(Provided data)

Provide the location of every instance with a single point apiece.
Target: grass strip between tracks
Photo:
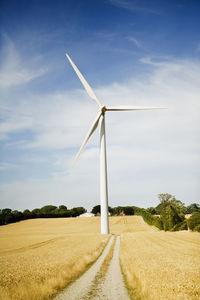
(102, 272)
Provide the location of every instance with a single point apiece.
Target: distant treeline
(168, 215)
(8, 215)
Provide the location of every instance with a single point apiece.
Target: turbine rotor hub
(103, 110)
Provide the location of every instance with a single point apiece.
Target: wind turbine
(103, 159)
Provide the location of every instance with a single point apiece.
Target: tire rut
(110, 286)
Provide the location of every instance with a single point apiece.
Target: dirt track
(111, 286)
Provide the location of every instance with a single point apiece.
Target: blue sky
(131, 53)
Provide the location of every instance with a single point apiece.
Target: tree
(194, 222)
(194, 207)
(171, 211)
(96, 209)
(152, 210)
(62, 207)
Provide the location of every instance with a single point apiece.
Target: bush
(197, 228)
(194, 221)
(180, 226)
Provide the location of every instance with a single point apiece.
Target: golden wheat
(39, 257)
(161, 265)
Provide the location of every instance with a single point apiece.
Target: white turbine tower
(103, 163)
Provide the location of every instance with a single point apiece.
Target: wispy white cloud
(135, 5)
(157, 150)
(135, 41)
(14, 71)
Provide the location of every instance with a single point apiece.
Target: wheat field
(39, 257)
(161, 265)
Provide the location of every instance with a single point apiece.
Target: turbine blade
(90, 132)
(124, 108)
(84, 82)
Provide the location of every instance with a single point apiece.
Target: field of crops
(38, 257)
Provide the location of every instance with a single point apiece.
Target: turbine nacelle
(103, 164)
(103, 110)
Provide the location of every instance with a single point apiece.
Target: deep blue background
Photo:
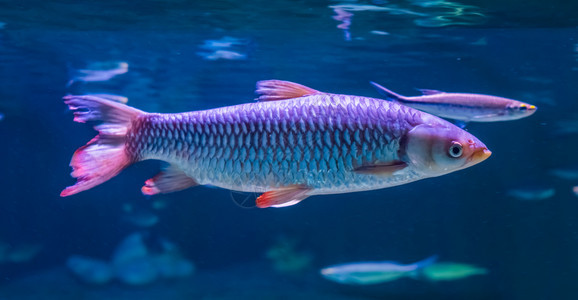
(530, 53)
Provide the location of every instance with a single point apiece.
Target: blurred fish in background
(98, 71)
(286, 258)
(134, 263)
(531, 192)
(345, 18)
(226, 48)
(463, 107)
(449, 271)
(567, 172)
(365, 273)
(139, 216)
(18, 252)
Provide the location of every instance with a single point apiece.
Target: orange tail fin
(105, 155)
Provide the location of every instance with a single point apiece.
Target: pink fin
(286, 196)
(172, 179)
(271, 90)
(105, 155)
(386, 168)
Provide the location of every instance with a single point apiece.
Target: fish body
(446, 271)
(462, 106)
(294, 143)
(365, 273)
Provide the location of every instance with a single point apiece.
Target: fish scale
(290, 153)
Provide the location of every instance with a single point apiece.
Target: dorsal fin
(271, 90)
(430, 92)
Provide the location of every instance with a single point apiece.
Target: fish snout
(480, 154)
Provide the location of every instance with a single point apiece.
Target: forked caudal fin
(105, 155)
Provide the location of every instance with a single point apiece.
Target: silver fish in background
(293, 143)
(463, 107)
(365, 273)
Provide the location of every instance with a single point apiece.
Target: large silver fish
(293, 143)
(463, 107)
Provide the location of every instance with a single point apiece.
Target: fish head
(518, 110)
(434, 150)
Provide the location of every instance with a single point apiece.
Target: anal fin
(384, 169)
(283, 197)
(271, 90)
(172, 179)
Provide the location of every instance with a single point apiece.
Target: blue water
(520, 50)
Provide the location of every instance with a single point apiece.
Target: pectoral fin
(382, 169)
(172, 179)
(271, 90)
(285, 196)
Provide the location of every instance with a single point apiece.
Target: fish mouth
(480, 155)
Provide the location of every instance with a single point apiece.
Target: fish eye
(456, 150)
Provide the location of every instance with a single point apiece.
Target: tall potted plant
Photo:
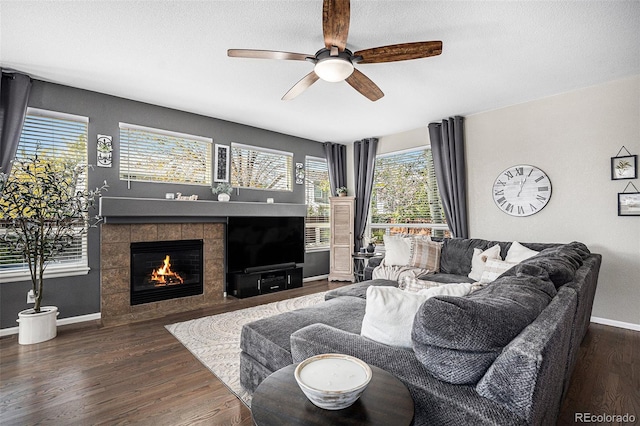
(44, 207)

(End Provided data)

**Task brief**
Put each line of the listing above into the copy exactly, dropping the pictures.

**Output below**
Provide the location of every instance with a single point apiece.
Target: grass strip between tracks
Photo:
(102, 272)
Provide the location of every instance with a single point apiece.
Target: distant treeline
(168, 215)
(8, 215)
Provide the location of every instance with a single point apiece.
Target: turbine rotor hub
(103, 110)
Provide the location of every instance with a single point apiece.
Target: wind turbine
(103, 159)
Provide the location of every instance with a single point apiece.
Target: tire rut
(110, 286)
Provide the location of every instance with a single point apiece.
Target: dirt track
(111, 286)
Provide the location of every instance with a single point apiece.
Target: blue sky
(131, 53)
Provide the location of every instance with a single point apiece.
Target: tree
(194, 222)
(194, 207)
(171, 211)
(96, 209)
(152, 210)
(62, 207)
Provide the location of every instance with a single point apiece.
Target: bush
(197, 228)
(194, 221)
(180, 226)
Provide the location of every instance with a single point apiece.
Target: golden wheat
(39, 257)
(161, 265)
Provide the location of every instance with a single point apiece.
Target: white turbine tower
(103, 163)
Provide the location of every instance with a single point apiece.
Target: wispy white cloud
(135, 5)
(157, 150)
(135, 41)
(14, 71)
Provide the location of every instance with a single point apiece.
Target: wheat field
(39, 257)
(161, 265)
Provide the location of every instance with a single point apiece.
Target: turbine blade
(90, 132)
(124, 108)
(84, 82)
Provide the location of every instance with a single point apiece.
Target: field of crops
(38, 257)
Provide the location of every instance with a single point apiece.
Target: turbine nacelle
(103, 164)
(103, 110)
Provide the location of every instance with a single point apiece.
Target: deep blue background
Photo:
(530, 53)
Provide the location of every instance with a single point apiece.
Target: blurred fish in background
(98, 71)
(286, 258)
(134, 263)
(531, 192)
(345, 18)
(226, 48)
(463, 107)
(449, 271)
(567, 172)
(365, 273)
(139, 216)
(18, 252)
Provide the location of every instance with a single point apiece.
Target: orange tail fin
(105, 155)
Provide the location of every instance with a single point apiece.
Target: pink fin
(286, 196)
(172, 179)
(271, 90)
(105, 155)
(386, 168)
Provide the location of every instance with a single point apiece.
Target: fish body
(446, 271)
(462, 106)
(294, 143)
(365, 273)
Provide the location of every instance with a single point apiece.
Target: fish scale
(290, 153)
Provide the location of every instance with a single point apiece.
Target: dorsal fin
(271, 90)
(430, 92)
Provide the location of every instance with a single point apiece.
Target: fish snout
(480, 154)
Provide the location of every instance with a single point apiece.
Target: forked caudal fin
(105, 155)
Provide the location of every instance with a single point apiece.
Target: silver fish in background
(293, 143)
(463, 107)
(365, 273)
Provide the location of every instance with a single point apiece.
Target: large silver fish
(293, 143)
(463, 107)
Provide the location of every instance with a single point apiece.
Target: fish head
(518, 110)
(434, 150)
Provide the location of every instance with a single point apiece.
Target: anal fin
(384, 169)
(283, 197)
(271, 90)
(172, 179)
Provide the location of every instance with a single point apiece.
Target: blue water
(520, 50)
Provide the location of every instance with a single point apiece.
Target: pectoral fin
(382, 169)
(172, 179)
(271, 90)
(285, 196)
Provide the location of every instance with a single point apiece.
Target: fish mouth
(480, 155)
Provide the location of every instance with a single point apiece.
Target: fish eye
(456, 150)
Provide the location of every instance with a single point apiece.
Target: tall potted plant
Photo:
(44, 207)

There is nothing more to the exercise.